DATA PROVIDED:
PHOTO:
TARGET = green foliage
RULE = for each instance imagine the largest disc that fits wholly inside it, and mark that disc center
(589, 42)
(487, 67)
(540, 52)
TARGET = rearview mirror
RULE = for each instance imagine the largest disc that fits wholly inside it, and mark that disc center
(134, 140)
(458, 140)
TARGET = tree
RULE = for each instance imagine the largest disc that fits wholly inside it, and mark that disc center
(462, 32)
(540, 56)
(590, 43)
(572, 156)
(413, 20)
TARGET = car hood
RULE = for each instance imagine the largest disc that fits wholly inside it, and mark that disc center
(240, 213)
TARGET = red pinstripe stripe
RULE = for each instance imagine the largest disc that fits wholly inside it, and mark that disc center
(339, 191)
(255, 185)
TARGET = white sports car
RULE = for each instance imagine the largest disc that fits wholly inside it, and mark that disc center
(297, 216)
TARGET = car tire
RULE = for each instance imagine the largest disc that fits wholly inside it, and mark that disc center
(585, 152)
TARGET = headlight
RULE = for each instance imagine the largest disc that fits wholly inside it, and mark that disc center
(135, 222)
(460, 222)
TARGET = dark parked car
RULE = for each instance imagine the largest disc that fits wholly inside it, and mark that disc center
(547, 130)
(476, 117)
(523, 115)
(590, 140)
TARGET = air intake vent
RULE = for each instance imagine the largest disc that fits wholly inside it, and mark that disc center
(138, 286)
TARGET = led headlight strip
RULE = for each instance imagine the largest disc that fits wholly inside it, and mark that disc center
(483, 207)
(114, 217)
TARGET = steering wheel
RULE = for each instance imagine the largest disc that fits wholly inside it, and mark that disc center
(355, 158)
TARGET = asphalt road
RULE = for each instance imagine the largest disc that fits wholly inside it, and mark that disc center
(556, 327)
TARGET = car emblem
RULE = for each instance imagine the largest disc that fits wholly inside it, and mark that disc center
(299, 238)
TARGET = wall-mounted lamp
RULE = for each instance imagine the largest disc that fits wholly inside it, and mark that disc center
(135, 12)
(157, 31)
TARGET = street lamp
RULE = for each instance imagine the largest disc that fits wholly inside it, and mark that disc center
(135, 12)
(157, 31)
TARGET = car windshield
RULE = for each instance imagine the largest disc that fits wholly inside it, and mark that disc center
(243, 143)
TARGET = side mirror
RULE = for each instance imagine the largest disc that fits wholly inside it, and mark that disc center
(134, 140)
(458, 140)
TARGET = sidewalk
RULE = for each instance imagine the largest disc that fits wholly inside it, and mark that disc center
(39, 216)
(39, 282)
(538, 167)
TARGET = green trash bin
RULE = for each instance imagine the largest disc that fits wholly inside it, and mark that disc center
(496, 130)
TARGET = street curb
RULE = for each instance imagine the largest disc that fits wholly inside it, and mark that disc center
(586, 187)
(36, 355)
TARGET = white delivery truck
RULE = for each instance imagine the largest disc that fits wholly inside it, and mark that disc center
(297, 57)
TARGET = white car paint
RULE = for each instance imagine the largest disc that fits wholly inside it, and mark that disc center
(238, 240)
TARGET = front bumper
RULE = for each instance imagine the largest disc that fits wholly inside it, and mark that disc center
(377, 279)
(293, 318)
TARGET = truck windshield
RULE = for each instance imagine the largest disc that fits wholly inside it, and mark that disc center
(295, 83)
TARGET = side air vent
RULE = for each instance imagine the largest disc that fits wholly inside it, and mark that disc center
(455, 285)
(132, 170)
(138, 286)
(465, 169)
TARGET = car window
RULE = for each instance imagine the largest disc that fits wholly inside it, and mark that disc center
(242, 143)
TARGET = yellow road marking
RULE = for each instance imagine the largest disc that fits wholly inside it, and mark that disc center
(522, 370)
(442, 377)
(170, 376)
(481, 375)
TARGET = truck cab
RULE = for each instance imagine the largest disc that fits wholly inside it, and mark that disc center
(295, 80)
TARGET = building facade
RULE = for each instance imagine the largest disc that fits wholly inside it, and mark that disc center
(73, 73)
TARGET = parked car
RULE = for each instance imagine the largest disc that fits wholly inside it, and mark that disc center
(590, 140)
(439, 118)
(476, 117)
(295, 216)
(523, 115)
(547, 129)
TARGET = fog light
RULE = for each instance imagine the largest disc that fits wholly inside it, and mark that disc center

DESCRIPTION OF THE TASK: Arrange all of the data above as a Markdown table with two columns, "No." and "Line", where each row holds one line of the data and its number. Omit blank lines.

WRITTEN RESPONSE:
| No. | Line |
|---|---|
| 1 | PHOTO: |
| 2 | TARGET = green foliage |
| 3 | RULE = for each instance imagine the largest disc that fits wholly inside it, and mark that disc center |
| 4 | (589, 42) |
| 5 | (487, 67) |
| 6 | (540, 52) |
| 7 | TARGET = rearview mirror |
| 8 | RULE = for each instance imagine the largest disc that fits wholly inside it, and mark that disc center |
| 9 | (134, 140) |
| 10 | (458, 140) |
| 11 | TARGET = tree |
| 12 | RULE = for each instance imagine the largest disc that fits wholly inside it, and mark that disc center |
| 13 | (462, 32) |
| 14 | (540, 56) |
| 15 | (590, 43) |
| 16 | (572, 156) |
| 17 | (413, 20) |
| 18 | TARGET = car hood |
| 19 | RULE = for each instance imagine the largest disc that fits wholly inside it, and mark that disc center |
| 20 | (240, 213) |
| 21 | TARGET = red pinstripe stripe |
| 22 | RULE = for each instance imagine the largest disc that fits wholly inside it, and mark that disc center |
| 23 | (339, 191) |
| 24 | (255, 185) |
| 25 | TARGET = white sports car |
| 26 | RULE = for each instance imagine the largest disc that fits wholly inside it, and mark that disc center |
| 27 | (297, 216) |
| 28 | TARGET = car tire |
| 29 | RULE = for each instance imagine the largest disc that fits wholly inside it, and mark that disc center |
| 30 | (585, 152) |
| 31 | TARGET = headlight |
| 32 | RULE = for each instance imagine the largest disc that fits wholly inside it, and mark that disc center |
| 33 | (135, 222) |
| 34 | (460, 222) |
| 35 | TARGET = dark parked car |
| 36 | RULE = for each instance imagine the largest disc that fits wholly inside it, and mark that disc center |
| 37 | (547, 130) |
| 38 | (476, 117) |
| 39 | (523, 115) |
| 40 | (590, 140) |
| 41 | TARGET = air intake vent |
| 42 | RULE = for each instance imagine the largest disc that fits wholly inside it, and mark that disc center |
| 43 | (138, 286) |
| 44 | TARGET = led headlight strip |
| 45 | RULE = for each instance imagine the largest disc that fits wholly inside it, and mark that disc center |
| 46 | (483, 207) |
| 47 | (114, 217) |
| 48 | TARGET = steering wheel |
| 49 | RULE = for each instance imagine the largest disc that fits wholly inside it, and mark that disc center |
| 50 | (355, 158) |
| 51 | TARGET = asphalt road |
| 52 | RULE = for each instance imagine the largest disc that fits wholly inside it, and mark that disc center |
| 53 | (556, 327) |
| 54 | TARGET = car emblem |
| 55 | RULE = for each instance imagine the largest disc that fits wholly inside it, and mark that disc center |
| 56 | (299, 238) |
| 57 | TARGET = wall-mounted lamp |
| 58 | RULE = for each instance imagine the largest disc that fits wholly inside it, and mark that disc center |
| 59 | (135, 12) |
| 60 | (157, 31) |
| 61 | TARGET = street lamp |
| 62 | RULE = for each instance imagine the largest disc that fits wholly inside it, and mark that disc center |
| 63 | (135, 12) |
| 64 | (157, 31) |
| 65 | TARGET = car windshield |
| 66 | RULE = for each instance imagine the largest disc that fits wholly inside it, and mark that disc center |
| 67 | (243, 143) |
| 68 | TARGET = side mirror |
| 69 | RULE = for each instance imagine the largest disc that fits wholly inside it, and mark that disc center |
| 70 | (134, 140) |
| 71 | (458, 140) |
| 72 | TARGET = sidewalk |
| 73 | RULE = for each instance imagine the largest disc that fits wholly inside it, and mark that disc center |
| 74 | (39, 216) |
| 75 | (39, 282) |
| 76 | (538, 167) |
| 77 | TARGET = green trash bin |
| 78 | RULE = for each instance imagine the largest disc that fits wholly inside it, and mark that disc center |
| 79 | (496, 130) |
| 80 | TARGET = street curb |
| 81 | RULE = for each instance imagine the largest disc that fits wholly inside it, and mark that disc center |
| 82 | (586, 187) |
| 83 | (36, 355) |
| 84 | TARGET = white delivery truck |
| 85 | RULE = for each instance imagine the largest disc that fits wholly inside it, and mark that disc center |
| 86 | (297, 57) |
| 87 | TARGET = white car paint |
| 88 | RULE = for each instance imagine the largest disc that fits wholly inside it, and mark that disc center |
| 89 | (238, 240) |
| 90 | TARGET = front bumper |
| 91 | RULE = for each instance imagine the largest disc that fits wholly inside it, and mark that disc center |
| 92 | (377, 279) |
| 93 | (293, 318) |
| 94 | TARGET = truck windshield |
| 95 | RULE = for each instance imagine the largest disc that fits wholly inside it, and mark that disc center |
| 96 | (295, 83) |
| 97 | TARGET = side air vent |
| 98 | RULE = for each instance imagine the largest disc that fits wholly inside it, and mark that disc center |
| 99 | (455, 285) |
| 100 | (132, 170) |
| 101 | (138, 286) |
| 102 | (465, 169) |
| 103 | TARGET = car window |
| 104 | RULE = for each instance imagine the largest disc that fits wholly inside it, and mark that disc center |
| 105 | (242, 143) |
| 106 | TARGET = yellow road marking |
| 107 | RULE = for each instance imagine the largest disc that fits wholly inside it, and mark that disc center |
| 108 | (522, 370) |
| 109 | (442, 377) |
| 110 | (170, 376) |
| 111 | (481, 375) |
| 112 | TARGET = truck cab |
| 113 | RULE = for each instance imagine the largest disc that fits wholly inside it, and mark that disc center |
| 114 | (295, 80) |
| 115 | TARGET = building facade |
| 116 | RULE = for each instance imagine the largest disc that fits wholly inside it, and mark that disc center |
| 117 | (73, 73) |
| 118 | TARGET = parked car |
| 119 | RULE = for each instance imagine the largest disc that fits wholly inside it, and mark that disc center |
| 120 | (590, 140) |
| 121 | (439, 118) |
| 122 | (476, 117) |
| 123 | (295, 216) |
| 124 | (523, 115) |
| 125 | (547, 129) |
| 126 | TARGET = fog light |
| 127 | RULE = for each instance imagine the largest disc that fits wholly inside it, and mark that disc center |